§ TO BE DONE: Output, with no changes, the span of lines that opens with the line containing "Target: green wristband" and closes with the last line.

━━━━

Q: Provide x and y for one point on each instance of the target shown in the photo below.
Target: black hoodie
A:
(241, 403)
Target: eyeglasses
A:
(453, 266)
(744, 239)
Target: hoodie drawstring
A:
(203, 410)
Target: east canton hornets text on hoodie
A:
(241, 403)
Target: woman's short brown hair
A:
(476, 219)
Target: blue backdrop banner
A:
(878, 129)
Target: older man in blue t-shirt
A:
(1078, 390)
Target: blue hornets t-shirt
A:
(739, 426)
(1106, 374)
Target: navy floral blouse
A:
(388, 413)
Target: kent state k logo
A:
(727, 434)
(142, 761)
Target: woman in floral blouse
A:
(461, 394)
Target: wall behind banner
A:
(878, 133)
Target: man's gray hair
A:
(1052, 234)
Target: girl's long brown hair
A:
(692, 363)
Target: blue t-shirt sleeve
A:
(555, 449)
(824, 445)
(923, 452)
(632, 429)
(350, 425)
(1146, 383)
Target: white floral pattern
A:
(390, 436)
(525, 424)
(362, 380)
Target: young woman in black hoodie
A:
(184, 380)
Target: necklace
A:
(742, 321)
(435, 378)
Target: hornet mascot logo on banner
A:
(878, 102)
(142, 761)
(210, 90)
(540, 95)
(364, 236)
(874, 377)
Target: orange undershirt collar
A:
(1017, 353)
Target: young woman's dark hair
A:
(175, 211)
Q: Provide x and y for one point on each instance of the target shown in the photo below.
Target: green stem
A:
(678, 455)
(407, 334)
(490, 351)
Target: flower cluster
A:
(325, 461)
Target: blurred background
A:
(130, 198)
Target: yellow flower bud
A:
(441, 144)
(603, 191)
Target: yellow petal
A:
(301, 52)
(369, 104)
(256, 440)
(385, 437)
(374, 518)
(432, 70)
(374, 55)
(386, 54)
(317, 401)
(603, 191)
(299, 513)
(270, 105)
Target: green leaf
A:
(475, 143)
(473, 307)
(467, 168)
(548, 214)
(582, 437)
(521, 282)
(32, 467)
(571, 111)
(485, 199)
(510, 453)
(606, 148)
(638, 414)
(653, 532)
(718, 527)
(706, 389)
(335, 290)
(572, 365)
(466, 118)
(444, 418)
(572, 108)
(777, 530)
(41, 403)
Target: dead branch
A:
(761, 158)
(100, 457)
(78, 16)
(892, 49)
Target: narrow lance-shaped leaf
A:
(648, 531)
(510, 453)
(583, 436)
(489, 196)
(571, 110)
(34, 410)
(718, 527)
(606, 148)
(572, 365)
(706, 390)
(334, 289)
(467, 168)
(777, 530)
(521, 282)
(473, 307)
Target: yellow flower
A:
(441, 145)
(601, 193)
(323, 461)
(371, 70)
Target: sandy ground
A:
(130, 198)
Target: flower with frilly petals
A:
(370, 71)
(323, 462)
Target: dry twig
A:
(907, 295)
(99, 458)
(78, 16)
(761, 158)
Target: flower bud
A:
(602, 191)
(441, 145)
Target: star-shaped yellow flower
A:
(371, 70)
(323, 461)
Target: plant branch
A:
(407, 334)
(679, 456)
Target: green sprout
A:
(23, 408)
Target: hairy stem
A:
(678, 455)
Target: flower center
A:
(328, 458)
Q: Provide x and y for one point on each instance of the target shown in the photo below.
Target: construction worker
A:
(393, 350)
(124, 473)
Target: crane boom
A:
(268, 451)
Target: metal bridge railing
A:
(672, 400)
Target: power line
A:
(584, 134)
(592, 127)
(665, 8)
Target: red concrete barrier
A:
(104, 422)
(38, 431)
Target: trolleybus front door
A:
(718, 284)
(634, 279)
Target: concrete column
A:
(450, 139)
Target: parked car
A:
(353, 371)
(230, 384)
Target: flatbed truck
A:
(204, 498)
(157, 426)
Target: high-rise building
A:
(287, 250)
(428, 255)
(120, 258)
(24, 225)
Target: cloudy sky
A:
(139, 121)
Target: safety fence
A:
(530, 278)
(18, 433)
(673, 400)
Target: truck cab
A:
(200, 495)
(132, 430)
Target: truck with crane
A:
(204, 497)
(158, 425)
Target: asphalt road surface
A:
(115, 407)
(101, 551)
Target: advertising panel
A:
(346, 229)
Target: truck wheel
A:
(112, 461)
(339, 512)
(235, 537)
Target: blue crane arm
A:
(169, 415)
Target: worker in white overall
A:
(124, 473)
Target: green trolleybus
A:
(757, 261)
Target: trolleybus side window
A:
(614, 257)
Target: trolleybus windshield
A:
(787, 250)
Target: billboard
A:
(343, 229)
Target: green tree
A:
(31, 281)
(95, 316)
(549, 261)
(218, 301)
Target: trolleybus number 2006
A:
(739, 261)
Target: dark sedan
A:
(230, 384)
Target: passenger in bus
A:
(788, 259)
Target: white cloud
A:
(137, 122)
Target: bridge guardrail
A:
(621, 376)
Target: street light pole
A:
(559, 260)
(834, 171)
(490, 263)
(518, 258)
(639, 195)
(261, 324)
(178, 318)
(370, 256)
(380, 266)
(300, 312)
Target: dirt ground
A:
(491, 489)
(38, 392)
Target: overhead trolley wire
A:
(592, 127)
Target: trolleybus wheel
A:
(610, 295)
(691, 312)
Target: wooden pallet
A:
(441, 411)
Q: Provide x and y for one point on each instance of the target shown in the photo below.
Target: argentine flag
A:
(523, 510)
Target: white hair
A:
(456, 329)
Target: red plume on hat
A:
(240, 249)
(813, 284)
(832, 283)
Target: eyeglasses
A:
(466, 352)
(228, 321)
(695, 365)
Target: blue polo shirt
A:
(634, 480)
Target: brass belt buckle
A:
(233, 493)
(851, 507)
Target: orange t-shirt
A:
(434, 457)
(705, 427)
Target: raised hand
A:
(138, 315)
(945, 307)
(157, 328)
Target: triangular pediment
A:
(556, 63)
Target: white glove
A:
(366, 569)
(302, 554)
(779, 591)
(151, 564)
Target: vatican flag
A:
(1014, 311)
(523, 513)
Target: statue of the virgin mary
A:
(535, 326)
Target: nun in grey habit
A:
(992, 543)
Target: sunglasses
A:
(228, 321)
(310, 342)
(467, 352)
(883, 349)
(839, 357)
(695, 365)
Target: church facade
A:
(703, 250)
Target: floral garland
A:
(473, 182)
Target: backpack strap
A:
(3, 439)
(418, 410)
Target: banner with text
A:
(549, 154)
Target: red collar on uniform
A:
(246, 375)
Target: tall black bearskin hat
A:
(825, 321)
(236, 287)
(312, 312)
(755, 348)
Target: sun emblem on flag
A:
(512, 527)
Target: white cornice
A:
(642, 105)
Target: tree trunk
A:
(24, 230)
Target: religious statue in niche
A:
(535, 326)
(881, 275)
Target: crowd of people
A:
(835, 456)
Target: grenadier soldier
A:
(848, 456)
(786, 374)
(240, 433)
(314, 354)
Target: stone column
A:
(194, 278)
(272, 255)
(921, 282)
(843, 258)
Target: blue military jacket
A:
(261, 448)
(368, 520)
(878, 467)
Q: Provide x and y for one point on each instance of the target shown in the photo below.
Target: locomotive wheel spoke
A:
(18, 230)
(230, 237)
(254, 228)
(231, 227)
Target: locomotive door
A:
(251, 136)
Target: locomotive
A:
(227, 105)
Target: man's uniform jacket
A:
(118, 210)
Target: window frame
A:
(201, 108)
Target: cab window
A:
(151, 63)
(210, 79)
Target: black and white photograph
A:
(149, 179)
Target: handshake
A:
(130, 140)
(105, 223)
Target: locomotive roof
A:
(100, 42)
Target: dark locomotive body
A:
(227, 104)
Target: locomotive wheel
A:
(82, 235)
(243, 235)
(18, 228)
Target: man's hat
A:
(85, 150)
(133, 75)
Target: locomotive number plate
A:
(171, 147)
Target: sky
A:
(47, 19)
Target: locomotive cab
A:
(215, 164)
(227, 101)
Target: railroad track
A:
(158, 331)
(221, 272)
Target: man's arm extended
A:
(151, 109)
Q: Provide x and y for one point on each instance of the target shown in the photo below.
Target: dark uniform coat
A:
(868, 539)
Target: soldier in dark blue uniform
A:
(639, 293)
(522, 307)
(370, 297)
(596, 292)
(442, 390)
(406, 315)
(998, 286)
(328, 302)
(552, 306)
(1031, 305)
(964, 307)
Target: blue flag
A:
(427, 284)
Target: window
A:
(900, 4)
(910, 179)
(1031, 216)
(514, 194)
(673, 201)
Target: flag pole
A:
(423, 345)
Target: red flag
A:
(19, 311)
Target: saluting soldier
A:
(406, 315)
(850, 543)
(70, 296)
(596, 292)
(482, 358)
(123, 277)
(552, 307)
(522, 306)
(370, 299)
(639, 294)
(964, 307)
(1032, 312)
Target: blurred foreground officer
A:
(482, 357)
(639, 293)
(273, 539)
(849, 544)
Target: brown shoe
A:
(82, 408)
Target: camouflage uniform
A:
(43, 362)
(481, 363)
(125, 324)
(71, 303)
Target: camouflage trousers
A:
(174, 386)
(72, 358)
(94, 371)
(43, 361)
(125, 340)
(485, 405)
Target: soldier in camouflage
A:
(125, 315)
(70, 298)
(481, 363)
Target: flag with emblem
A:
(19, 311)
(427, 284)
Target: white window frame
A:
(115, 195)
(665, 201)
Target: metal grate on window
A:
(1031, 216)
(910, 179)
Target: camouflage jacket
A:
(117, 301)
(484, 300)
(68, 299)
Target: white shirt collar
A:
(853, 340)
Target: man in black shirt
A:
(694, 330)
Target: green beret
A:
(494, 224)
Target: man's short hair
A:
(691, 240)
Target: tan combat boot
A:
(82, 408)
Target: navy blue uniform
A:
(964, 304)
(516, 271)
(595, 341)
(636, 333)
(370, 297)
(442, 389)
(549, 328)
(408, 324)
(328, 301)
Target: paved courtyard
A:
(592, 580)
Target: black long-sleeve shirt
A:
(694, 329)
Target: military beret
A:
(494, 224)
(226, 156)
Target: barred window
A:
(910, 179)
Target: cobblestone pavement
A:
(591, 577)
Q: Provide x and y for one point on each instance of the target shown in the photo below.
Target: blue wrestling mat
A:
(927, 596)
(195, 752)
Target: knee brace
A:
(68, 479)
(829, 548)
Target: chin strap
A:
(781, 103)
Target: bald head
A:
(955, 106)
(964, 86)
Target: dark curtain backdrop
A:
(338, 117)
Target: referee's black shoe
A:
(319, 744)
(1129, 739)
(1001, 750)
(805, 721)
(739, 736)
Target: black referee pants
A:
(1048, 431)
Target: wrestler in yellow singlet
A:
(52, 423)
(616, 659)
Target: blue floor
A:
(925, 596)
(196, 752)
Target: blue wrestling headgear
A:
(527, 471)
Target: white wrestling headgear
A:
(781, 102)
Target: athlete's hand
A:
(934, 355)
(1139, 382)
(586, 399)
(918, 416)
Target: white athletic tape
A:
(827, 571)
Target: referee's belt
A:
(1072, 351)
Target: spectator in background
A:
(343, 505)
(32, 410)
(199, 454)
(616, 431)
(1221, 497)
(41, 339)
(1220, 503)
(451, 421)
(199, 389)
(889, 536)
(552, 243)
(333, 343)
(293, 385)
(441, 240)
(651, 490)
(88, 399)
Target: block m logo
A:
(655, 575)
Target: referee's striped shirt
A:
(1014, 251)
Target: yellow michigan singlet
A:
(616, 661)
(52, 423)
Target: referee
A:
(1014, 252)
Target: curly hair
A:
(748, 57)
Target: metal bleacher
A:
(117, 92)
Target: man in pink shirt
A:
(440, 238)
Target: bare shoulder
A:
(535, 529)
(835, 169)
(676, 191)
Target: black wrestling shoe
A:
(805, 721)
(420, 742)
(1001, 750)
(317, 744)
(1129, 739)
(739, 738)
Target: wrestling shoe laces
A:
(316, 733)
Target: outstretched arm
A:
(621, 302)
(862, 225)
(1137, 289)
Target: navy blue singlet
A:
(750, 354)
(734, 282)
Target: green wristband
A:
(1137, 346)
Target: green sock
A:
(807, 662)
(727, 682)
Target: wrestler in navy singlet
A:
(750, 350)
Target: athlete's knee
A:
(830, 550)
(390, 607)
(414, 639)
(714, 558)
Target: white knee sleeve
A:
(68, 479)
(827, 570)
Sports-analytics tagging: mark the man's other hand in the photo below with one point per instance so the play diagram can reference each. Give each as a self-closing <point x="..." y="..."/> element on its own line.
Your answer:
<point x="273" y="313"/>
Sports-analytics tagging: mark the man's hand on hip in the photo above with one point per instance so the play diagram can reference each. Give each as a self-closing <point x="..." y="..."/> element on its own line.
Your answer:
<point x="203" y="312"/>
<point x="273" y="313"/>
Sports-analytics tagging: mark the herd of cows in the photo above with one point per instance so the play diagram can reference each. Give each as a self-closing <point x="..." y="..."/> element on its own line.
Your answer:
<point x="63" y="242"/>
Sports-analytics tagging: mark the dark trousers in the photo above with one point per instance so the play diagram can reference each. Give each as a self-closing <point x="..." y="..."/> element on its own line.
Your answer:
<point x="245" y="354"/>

━━━━

§ RESULT OF THE TASK:
Target: green wristband
A:
(1137, 346)
Target: green sock
A:
(807, 662)
(727, 682)
Target: wrestler in navy singlet
A:
(750, 350)
Target: athlete's knee
A:
(830, 550)
(390, 607)
(414, 639)
(714, 558)
Target: white knee sleeve
A:
(68, 479)
(827, 570)
Sports-analytics tagging: mark the man's other hand in the photo below with one point per instance so the play diagram can reference each. Give each as a self-closing <point x="..." y="..."/> element on its own line.
Your answer:
<point x="273" y="313"/>
Sports-analytics tagging: mark the man's hand on hip in the photo above with one point per instance so the play diagram can reference each. Give each as a self-closing <point x="..." y="..."/> element on its own line.
Your answer:
<point x="203" y="312"/>
<point x="273" y="313"/>
Sports-analytics tagging: mark the herd of cows in the photo above with one point per instance so the play diagram can reference each. Give each as a self-closing <point x="..." y="..."/> element on its own line.
Your answer:
<point x="63" y="242"/>
Sports-analytics tagging: mark the dark trousers in the photo above with one point per instance so the play diagram can reference each. Give each as a self-closing <point x="..." y="..."/> element on its own line.
Your answer:
<point x="245" y="354"/>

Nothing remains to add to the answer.